- League: State Basketball League
- Sport: Basketball
- Duration: 15 March – 28 July (Regular season) 2 August – 31 August (Finals)
- Number of games: 26 (men) 22 (women)
- Number of teams: 14 (men) 12 (women)

Regular season
- Minor premiers: M: Joondalup Wolves W: Lakeside Lightning
- Season MVP: M: Joshua Braun (Suns) W: Stacey Barr (Senators)
- Top scorer: M: Marshall Nelson (Redbacks) W: Darcee Garbin (Flames)

Finals
- Champions: M: Geraldton Buccaneers W: Rockingham Flames
- Runners-up: M: Joondalup Wolves W: Warwick Senators
- Grand Final MVP: M: Liam Hunt (Buccaneers) W: Maddison Allen (Flames)

SBL seasons
- ← 20182020 →

= 2019 State Basketball League season =

The 2019 State Basketball League season was the 31st season of the State Basketball League (SBL). The regular season began on Friday 15 March and ended on Sunday 28 July. The finals began on Friday 2 August and concluded with the women's grand final on Friday 30 August and the men's grand final on Saturday 31 August.

==Pre-season==
The 2019 SBL Pre-Season Blitz was held at Warwick Stadium over Saturday 2 March and Sunday 3 March.

==Regular season==
The regular season began on Friday 15 March and ended on Sunday 28 July after 20 rounds of competition. Easter games in round 6 were again scheduled for Thursday night, with all teams then on a break over the long weekend. Games tipped-off again on Anzac Day as the tradition continued between the Kalamunda Eastern Suns and Willetton Tigers. There was also Women's Round in round 9 and Heritage Round in round 16, while the new concept of Mental Health Awareness Round was included for round 19.

━━━━

» **Written request 1**
Count the lines in the rows below that contain the string "trunk", treating uppercase and lowercase as different. Reply with only the number.

━━━━

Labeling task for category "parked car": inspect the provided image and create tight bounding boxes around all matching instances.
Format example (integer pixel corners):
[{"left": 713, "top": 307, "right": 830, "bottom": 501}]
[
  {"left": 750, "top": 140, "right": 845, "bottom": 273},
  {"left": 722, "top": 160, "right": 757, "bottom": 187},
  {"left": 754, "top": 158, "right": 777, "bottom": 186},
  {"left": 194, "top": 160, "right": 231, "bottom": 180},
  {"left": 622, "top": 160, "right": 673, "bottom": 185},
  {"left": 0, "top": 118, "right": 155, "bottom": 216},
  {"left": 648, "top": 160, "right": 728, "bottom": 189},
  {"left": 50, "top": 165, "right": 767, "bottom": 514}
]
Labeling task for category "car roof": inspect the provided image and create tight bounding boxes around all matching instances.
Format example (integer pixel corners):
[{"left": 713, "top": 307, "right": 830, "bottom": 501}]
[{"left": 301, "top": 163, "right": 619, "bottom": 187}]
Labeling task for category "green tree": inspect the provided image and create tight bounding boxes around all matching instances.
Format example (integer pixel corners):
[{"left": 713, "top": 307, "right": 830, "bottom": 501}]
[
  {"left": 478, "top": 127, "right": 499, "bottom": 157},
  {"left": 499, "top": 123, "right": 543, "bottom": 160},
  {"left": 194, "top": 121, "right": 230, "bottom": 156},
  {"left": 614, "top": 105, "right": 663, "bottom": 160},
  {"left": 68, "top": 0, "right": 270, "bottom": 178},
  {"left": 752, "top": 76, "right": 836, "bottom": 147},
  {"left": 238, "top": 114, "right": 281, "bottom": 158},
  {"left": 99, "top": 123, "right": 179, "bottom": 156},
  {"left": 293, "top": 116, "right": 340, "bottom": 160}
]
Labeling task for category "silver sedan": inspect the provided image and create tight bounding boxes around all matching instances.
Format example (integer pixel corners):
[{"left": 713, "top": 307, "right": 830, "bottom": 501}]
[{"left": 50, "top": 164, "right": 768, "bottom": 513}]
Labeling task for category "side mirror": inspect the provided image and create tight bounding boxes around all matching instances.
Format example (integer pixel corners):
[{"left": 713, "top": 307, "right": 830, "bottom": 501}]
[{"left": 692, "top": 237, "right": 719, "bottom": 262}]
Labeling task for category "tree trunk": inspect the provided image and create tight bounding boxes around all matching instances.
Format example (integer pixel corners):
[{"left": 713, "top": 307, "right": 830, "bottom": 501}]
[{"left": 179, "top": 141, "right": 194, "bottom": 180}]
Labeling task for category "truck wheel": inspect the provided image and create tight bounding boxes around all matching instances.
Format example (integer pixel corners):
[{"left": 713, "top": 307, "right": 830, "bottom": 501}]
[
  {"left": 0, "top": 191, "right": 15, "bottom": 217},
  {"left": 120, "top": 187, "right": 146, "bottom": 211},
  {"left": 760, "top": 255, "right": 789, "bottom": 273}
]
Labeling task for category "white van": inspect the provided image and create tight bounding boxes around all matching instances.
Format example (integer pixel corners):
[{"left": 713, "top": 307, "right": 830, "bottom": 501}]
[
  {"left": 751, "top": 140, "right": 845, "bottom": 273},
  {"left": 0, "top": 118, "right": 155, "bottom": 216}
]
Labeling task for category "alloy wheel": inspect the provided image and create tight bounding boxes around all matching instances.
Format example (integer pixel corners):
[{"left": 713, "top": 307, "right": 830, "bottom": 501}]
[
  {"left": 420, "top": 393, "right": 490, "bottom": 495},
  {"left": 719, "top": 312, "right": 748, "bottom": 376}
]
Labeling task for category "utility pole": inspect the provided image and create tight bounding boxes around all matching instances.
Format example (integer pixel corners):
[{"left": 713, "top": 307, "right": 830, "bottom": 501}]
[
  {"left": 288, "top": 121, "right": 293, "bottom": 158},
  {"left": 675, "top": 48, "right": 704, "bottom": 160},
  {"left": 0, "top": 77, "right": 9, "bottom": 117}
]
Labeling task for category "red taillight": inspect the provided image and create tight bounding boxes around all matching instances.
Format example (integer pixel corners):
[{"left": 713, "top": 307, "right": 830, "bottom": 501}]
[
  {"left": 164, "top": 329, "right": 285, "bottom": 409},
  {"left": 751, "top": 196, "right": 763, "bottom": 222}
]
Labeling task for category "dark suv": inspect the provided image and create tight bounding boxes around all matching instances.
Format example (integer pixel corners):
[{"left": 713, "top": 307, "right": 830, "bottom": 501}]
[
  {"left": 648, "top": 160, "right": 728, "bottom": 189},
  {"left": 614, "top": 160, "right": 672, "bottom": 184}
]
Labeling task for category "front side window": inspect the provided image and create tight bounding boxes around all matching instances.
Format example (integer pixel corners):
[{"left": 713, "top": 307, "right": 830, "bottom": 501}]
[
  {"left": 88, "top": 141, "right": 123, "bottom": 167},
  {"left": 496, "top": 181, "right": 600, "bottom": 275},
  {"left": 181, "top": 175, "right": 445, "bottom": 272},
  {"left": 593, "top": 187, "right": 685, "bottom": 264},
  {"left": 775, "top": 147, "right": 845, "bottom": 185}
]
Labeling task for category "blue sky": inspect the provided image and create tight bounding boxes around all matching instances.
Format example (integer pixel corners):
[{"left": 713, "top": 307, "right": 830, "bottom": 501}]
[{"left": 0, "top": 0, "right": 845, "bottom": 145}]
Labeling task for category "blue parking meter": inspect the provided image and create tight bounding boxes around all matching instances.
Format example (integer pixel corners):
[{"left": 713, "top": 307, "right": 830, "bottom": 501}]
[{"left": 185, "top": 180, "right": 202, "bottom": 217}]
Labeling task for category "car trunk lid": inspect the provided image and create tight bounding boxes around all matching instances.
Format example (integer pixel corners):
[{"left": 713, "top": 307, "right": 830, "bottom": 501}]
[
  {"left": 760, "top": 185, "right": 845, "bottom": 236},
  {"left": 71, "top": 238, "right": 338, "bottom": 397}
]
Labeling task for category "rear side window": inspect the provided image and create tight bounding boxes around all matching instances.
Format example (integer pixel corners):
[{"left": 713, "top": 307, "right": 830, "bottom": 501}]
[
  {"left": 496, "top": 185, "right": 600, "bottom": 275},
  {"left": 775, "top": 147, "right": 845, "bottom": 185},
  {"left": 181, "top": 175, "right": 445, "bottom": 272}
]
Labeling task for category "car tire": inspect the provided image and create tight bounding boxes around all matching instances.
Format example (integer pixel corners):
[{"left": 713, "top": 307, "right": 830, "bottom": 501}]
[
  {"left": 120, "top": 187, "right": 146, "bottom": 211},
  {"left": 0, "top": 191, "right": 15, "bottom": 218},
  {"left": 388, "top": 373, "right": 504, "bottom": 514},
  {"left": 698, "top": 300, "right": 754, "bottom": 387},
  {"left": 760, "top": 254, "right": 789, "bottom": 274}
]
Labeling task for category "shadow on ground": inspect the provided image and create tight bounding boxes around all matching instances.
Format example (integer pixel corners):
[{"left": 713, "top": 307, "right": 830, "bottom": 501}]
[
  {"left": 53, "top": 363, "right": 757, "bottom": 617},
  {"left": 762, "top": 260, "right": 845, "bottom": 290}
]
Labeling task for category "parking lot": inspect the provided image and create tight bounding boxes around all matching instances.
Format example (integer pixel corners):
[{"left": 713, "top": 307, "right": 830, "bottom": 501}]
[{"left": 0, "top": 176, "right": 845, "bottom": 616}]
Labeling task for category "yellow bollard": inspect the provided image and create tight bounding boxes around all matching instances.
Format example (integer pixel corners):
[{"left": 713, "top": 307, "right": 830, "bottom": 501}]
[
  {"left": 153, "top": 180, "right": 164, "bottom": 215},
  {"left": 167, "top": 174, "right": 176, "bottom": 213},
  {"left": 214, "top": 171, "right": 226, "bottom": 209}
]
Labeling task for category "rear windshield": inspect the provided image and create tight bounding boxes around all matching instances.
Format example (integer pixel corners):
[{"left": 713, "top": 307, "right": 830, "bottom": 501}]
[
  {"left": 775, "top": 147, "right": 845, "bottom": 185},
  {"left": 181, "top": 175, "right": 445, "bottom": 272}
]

━━━━

» **Written request 2**
Reproduce the part of the basketball season text above starting at "SBL seasons" and ending at "Saturday 31 August.".

» **Full response 1**
2

» **Full response 2**
SBL seasons
- ← 20182020 →

= 2019 State Basketball League season =

The 2019 State Basketball League season was the 31st season of the State Basketball League (SBL). The regular season began on Friday 15 March and ended on Sunday 28 July. The finals began on Friday 2 August and concluded with the women's grand final on Friday 30 August and the men's grand final on Saturday 31 August.